======== Data shown ========
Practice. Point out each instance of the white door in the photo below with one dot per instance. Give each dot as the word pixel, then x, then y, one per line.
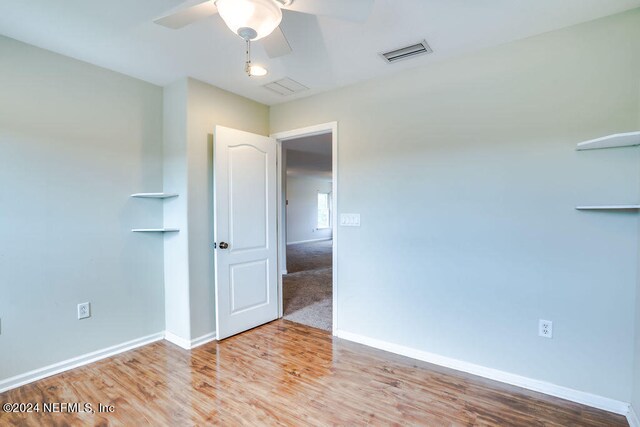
pixel 245 230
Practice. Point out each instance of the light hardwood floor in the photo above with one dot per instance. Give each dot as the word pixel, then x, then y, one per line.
pixel 284 373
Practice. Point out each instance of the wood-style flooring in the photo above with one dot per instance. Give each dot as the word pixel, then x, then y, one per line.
pixel 284 373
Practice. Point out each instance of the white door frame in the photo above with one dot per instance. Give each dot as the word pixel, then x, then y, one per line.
pixel 280 137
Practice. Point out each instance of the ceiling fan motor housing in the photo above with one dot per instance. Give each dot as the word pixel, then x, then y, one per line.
pixel 250 19
pixel 247 33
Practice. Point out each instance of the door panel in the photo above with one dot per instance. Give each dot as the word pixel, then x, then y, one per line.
pixel 245 219
pixel 247 203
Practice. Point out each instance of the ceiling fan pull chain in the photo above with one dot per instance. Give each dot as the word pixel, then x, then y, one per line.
pixel 247 67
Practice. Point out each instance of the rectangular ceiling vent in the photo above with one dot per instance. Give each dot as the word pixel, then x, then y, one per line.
pixel 406 52
pixel 285 87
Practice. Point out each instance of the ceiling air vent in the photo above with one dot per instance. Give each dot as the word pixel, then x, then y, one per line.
pixel 285 86
pixel 406 52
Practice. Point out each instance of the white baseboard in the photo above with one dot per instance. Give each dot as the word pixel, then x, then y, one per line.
pixel 179 341
pixel 309 241
pixel 76 362
pixel 632 417
pixel 197 342
pixel 595 401
pixel 189 344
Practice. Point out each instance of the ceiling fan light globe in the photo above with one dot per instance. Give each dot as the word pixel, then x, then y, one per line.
pixel 257 71
pixel 261 16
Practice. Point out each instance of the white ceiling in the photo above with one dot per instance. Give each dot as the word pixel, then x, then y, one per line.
pixel 327 53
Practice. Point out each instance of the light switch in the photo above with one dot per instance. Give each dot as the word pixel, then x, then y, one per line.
pixel 350 220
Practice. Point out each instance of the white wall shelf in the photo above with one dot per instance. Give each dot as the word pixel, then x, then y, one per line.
pixel 609 208
pixel 154 230
pixel 154 195
pixel 628 139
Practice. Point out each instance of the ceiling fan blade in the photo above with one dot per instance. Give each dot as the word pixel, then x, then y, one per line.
pixel 188 15
pixel 350 10
pixel 276 44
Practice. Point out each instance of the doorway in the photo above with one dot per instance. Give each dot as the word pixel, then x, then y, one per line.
pixel 307 169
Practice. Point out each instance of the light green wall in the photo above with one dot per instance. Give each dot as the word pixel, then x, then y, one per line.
pixel 635 401
pixel 192 110
pixel 75 141
pixel 209 106
pixel 466 176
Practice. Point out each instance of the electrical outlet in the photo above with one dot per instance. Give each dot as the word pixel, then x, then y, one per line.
pixel 84 310
pixel 545 328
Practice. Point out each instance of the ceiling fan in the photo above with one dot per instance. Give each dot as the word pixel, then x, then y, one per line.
pixel 260 19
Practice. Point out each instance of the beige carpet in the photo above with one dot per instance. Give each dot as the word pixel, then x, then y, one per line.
pixel 307 289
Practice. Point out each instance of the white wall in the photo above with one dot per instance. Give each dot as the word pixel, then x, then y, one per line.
pixel 176 245
pixel 192 110
pixel 469 167
pixel 209 106
pixel 302 210
pixel 635 400
pixel 75 142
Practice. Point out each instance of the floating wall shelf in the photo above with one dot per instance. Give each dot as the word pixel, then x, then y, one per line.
pixel 628 139
pixel 154 230
pixel 154 195
pixel 609 208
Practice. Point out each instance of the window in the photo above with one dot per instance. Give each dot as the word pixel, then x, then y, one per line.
pixel 324 210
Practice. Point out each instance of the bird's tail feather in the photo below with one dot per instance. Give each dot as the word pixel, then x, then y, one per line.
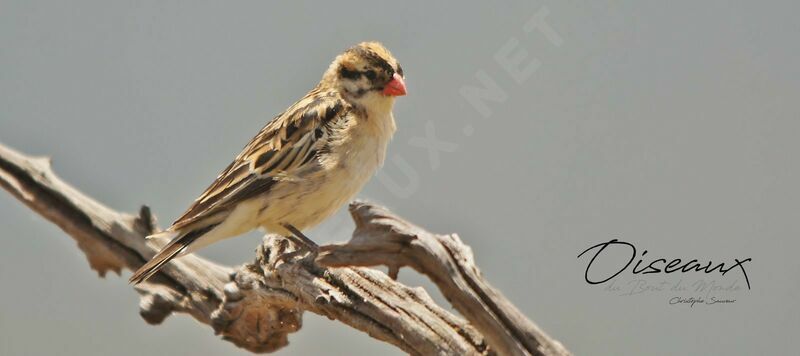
pixel 175 246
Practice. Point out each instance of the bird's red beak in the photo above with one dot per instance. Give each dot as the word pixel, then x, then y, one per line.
pixel 395 87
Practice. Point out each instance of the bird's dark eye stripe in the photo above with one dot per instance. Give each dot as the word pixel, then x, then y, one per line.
pixel 349 74
pixel 264 158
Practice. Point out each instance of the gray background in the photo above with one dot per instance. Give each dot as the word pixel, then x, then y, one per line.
pixel 670 125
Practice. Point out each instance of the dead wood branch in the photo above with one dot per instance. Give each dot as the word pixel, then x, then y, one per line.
pixel 257 305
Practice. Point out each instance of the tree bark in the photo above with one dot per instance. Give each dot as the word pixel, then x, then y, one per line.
pixel 257 305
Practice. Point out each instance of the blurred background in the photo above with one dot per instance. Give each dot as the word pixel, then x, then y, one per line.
========
◆ **Aim of the task**:
Reproduce the data word for word from its very start through the line containing "pixel 247 67", including that line. Leave the pictures out of your copy.

◆ **Worked solution**:
Practice. Point out each instance of the white door in the photo below with one dot per instance. Give each dot as the word pixel, then x, then y, one per line.
pixel 245 230
Practice. Point out each instance of the light hardwood floor in the photo above with one dot per instance. Give each dot as the word pixel, then x, then y, one per line.
pixel 284 373
Practice. Point out each instance of the wood-style flooring in the photo above with one dot per instance. Give each dot as the word pixel, then x, then y, one per line.
pixel 284 373
Practice. Point out each instance of the white door frame in the photo above with one dot per instance. Give each dot as the word pixel, then x, then y, one per line.
pixel 280 137
Practice. Point out each instance of the ceiling fan motor housing in the photo above with one dot per instance. Give each dot as the word pixel, then x, then y, one per line.
pixel 250 19
pixel 247 33
Practice. Point out each instance of the door panel in the photo above with one dot per instance. Give each dot as the word pixel, then x, then y, one per line.
pixel 245 219
pixel 247 203
Practice. Point out each instance of the ceiling fan pull chain in the photo above with one dot per instance. Give each dot as the word pixel, then x, then y, one per line.
pixel 247 67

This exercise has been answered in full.